◆ AIM OF THE TASK ◆
Reproduce the rows below verbatim, starting at the line that contains "task | point to each instance of the wooden window" and continuing through the final line of the rows, both included.

◆ INPUT MATERIAL ◆
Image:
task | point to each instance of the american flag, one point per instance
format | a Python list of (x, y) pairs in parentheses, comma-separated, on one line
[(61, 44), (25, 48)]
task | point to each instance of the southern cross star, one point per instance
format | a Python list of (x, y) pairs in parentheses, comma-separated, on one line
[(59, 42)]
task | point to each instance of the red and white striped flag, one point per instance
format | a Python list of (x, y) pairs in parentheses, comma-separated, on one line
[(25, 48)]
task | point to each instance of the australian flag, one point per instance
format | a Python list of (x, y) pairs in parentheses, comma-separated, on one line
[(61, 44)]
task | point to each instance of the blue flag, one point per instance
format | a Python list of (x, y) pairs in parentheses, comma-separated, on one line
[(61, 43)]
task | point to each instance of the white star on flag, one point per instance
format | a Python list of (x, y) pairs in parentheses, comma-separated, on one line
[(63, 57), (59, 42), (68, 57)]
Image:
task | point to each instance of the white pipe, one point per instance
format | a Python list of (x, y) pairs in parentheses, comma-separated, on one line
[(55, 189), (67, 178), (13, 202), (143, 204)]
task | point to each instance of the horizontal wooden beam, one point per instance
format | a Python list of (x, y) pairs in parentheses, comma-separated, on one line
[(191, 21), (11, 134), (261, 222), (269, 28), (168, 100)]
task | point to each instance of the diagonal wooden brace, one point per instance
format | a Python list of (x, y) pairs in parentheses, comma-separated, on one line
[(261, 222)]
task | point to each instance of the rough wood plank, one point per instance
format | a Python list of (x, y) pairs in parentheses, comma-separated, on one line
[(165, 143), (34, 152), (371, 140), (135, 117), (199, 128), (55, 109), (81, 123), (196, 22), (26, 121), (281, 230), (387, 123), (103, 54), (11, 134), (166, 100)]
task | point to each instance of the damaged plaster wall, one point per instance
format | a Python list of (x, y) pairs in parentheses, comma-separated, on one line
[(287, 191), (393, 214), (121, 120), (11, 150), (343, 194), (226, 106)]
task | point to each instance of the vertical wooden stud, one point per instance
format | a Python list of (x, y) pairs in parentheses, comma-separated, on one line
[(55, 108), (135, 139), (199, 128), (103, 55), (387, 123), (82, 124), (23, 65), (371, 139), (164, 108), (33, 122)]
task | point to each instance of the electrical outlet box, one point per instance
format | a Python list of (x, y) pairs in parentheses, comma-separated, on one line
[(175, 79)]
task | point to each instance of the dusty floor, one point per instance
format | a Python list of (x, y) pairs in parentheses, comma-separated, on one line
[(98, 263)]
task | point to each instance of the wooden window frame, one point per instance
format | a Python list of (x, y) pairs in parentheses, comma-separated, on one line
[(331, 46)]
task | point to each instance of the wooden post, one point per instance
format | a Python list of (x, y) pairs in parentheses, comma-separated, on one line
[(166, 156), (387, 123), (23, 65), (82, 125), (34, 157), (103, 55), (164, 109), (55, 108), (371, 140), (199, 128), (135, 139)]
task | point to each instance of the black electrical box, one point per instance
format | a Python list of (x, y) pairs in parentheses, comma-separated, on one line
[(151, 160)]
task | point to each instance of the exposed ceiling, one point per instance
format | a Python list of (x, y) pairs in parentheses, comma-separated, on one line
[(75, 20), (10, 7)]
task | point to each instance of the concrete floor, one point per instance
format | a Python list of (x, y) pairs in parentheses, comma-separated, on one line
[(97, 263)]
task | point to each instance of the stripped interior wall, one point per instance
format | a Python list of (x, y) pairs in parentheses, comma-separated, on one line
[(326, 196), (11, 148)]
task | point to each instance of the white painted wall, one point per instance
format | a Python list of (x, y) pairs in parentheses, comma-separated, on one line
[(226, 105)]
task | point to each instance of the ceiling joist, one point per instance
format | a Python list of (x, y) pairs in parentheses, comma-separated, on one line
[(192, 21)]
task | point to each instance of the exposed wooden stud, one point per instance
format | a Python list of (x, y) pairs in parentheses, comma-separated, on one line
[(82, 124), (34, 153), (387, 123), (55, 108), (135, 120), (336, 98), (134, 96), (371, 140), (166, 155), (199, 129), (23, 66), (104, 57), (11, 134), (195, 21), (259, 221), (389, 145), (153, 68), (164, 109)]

◆ OUTPUT FOR THIS EXERCISE ◆
task | point to each instance of the wooden window frame, one point per instance
format | a Python list of (x, y) pairs in parentheses, comma-separated, on one line
[(331, 46)]
task | point to each instance of the wooden post, one point per instance
format | a Python list of (x, y) pairs in parentheses, comma-separated, on one line
[(166, 156), (387, 123), (23, 65), (82, 125), (34, 157), (103, 55), (164, 109), (55, 108), (371, 140), (199, 128), (135, 139)]
task | point to each instance of the black electrical box, one point per instance
format | a Python list of (x, y) pairs in parentheses, comma-separated, on one line
[(151, 160)]
task | point to each instance of the exposed ceiling, one point per instance
format | a Python list of (x, y) pairs in parentheses, comma-separated, on one line
[(75, 20), (10, 7)]
task | point to each instance of the concrete floor, one point per instance
format | a Python list of (x, y) pairs in parentheses, comma-separated, on one line
[(97, 263)]
task | point to each instance of the stripped interior wall, one point per instance
format | a Python list of (x, y) pairs in parentheses, comma-separated, on one line
[(326, 196), (11, 148)]
task | point to each instance of the white painted wall, one point per instance
format | a Python list of (x, y) pairs in parentheses, comma-separated, on one line
[(226, 105)]
task | point to each instance of the ceiling joist, one point per instance
format | a Python list of (x, y) pairs in parentheses, comma-separated, on one line
[(192, 21)]
task | point to each instance of the exposed wooden stud, one point per instance
format | a Python list of (x, y) pairs in parentheses, comma-separated, on one line
[(82, 124), (34, 153), (387, 123), (55, 108), (135, 120), (336, 98), (134, 96), (371, 140), (166, 155), (199, 129), (23, 66), (104, 57), (11, 134), (195, 21), (259, 221), (389, 145), (153, 68), (164, 109)]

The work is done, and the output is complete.